▸ Kutipan Teks:
BorneoFlash.com, JAKARTA – Berdasarkan catatan Tempo, aparat penegak hukum telah mengungkap setidaknya sepuluh kasus judi online (judol) dalam setahun terakhir. Dalam kasus terbaru, mereka menangkap tersangka berinisial HB, yang diduga sebagai pemilik situs judol Nitro123. HB sempat buron selama tiga tahun sebelum kembali dari Phnom Penh, Kamboja, ke Jakarta.
Aparat menangkap HB pada Jumat, 2 Mei 2025, di Bandara Internasional Soekarno-Hatta. HB terbang dari Phnom Penh pukul 15.21 waktu setempat dan tiba di Indonesia pukul 18.21 WIB. Aparat bisa mengungkap informasi keberangkatan HB berkat koordinasi antara Bareskrim Polri, Divhubinter Polri, Ditjen Imigrasi, dan otoritas luar negeri. Begitu HB tiba di Jakarta, aparat langsung mengamankannya.
Kasus ini menunjukkan bahwa praktik judi daring di Indonesia masih marak, meskipun aparat telah mengancam para bandar, promotor, dan pelaku dengan hukuman pidana. Pertanyaannya, seperti apa sebenarnya ancaman pidana yang diatur dalam peraturan perundang-undangan? Dan mengapa ancaman tersebut belum cukup menimbulkan efek jera?

▸ Daftar Tugas:
[a] Tampilkan bagian artikel tentang judi online mulai dari "BorneoFlash.com, JAKARTA –" sampai dengan "aparat langsung mengamankannya." persis tanpa perubahan.
[b] Jawablah pertanyaan berikut berdasarkan artikel tentang judi online.
(i) Berapa lama HB sempat buron?
(ii) Di bandara mana aparat menangkap HB?
(iii) Pukul berapa HB tiba di Indonesia?
[c] Teruskan artikel tentang judi online mulai setelah kalimat terakhir yang ditampilkan.

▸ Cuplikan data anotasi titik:
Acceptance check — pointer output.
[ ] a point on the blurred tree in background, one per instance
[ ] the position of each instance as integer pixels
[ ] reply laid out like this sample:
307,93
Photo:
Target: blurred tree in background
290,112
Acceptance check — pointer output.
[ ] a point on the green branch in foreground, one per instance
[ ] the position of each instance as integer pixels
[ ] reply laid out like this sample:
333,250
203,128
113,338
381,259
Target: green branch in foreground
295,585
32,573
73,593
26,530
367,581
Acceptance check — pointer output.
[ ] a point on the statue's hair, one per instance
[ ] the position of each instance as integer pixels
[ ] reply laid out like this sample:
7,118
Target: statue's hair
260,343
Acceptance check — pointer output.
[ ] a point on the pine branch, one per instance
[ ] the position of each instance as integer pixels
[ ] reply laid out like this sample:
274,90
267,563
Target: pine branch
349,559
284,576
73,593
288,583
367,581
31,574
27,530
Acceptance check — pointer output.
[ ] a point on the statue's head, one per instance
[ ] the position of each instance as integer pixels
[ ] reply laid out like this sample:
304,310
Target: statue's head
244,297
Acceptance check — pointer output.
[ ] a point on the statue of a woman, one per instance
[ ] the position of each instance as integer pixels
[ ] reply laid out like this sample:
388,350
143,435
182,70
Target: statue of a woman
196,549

▸ Jawaban Berurutan:
[a]
BorneoFlash.com, JAKARTA – Berdasarkan catatan Tempo, aparat penegak hukum telah mengungkap setidaknya sepuluh kasus judi online (judol) dalam setahun terakhir. Dalam kasus terbaru, mereka menangkap tersangka berinisial HB, yang diduga sebagai pemilik situs judol Nitro123. HB sempat buron selama tiga tahun sebelum kembali dari Phnom Penh, Kamboja, ke Jakarta.
Aparat menangkap HB pada Jumat, 2 Mei 2025, di Bandara Internasional Soekarno-Hatta. HB terbang dari Phnom Penh pukul 15.21 waktu setempat dan tiba di Indonesia pukul 18.21 WIB. Aparat bisa mengungkap informasi keberangkatan HB berkat koordinasi antara Bareskrim Polri, Divhubinter Polri, Ditjen Imigrasi, dan otoritas luar negeri. Begitu HB tiba di Jakarta, aparat langsung mengamankannya.

[b]
(i) Tiga tahun.
(ii) Bandara Internasional Soekarno-Hatta.
(iii) Pukul 18.21 WIB.

[c]
Secara umum, hukum Indonesia mengatur aktivitas perjudian, baik konvensional maupun digital, dalam beberapa peraturan, yaitu Kitab Undang-Undang Hukum Pidana (KUHP) dan Undang-Undang Informasi dan Transaksi Elektronik (UU ITE).
1. Sanksi bagi Bandar Judi Online
Menurut Ejournal Unsrat, hukum menganggap pihak yang menjalankan usaha perjudian sebagai mata pencaharian atau perusahaan (termasuk bandar judol) melanggar Pasal 303 ayat (1) KUHP, dengan ketentuan:
- Pihak yang dengan sengaja menawarkan atau memberikan kesempatan berjudi dan menjadikannya mata pencaharian, atau ikut serta dalam perusahaan perjudian.
- Pihak yang dengan sengaja menawarkan atau memberikan kesempatan berjudi kepada khalayak umum tanpa memperhatikan syarat atau tata cara tertentu.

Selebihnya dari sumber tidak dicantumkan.